Task: Look for "stone" in each line of the records, and copy the lines that have it.

Record extracts:
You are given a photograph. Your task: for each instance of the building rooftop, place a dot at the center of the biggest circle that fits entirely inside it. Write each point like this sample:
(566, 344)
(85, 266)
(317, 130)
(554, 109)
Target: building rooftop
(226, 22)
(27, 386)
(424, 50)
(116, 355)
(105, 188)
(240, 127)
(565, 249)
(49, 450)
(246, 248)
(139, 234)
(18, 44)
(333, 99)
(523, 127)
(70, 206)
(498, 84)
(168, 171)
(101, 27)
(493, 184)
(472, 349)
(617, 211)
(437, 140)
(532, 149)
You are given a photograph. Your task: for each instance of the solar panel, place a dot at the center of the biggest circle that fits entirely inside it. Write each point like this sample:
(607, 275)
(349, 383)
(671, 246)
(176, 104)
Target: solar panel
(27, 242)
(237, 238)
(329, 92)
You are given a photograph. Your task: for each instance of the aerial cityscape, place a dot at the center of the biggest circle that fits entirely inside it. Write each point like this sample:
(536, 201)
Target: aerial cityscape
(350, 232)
--
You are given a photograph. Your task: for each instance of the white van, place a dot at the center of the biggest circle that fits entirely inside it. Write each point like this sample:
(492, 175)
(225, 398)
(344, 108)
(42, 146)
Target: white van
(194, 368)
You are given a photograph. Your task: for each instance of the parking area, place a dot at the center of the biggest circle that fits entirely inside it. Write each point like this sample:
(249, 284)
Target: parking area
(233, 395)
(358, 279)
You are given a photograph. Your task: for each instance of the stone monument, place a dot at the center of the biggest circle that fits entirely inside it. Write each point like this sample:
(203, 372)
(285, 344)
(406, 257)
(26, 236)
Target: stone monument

Solution to the exercise:
You are given a photograph. Your task: for each instance of the stone monument, place a dot at the center of the biggest circle that fits entirely inside it. Write each point like this sample:
Target: stone monument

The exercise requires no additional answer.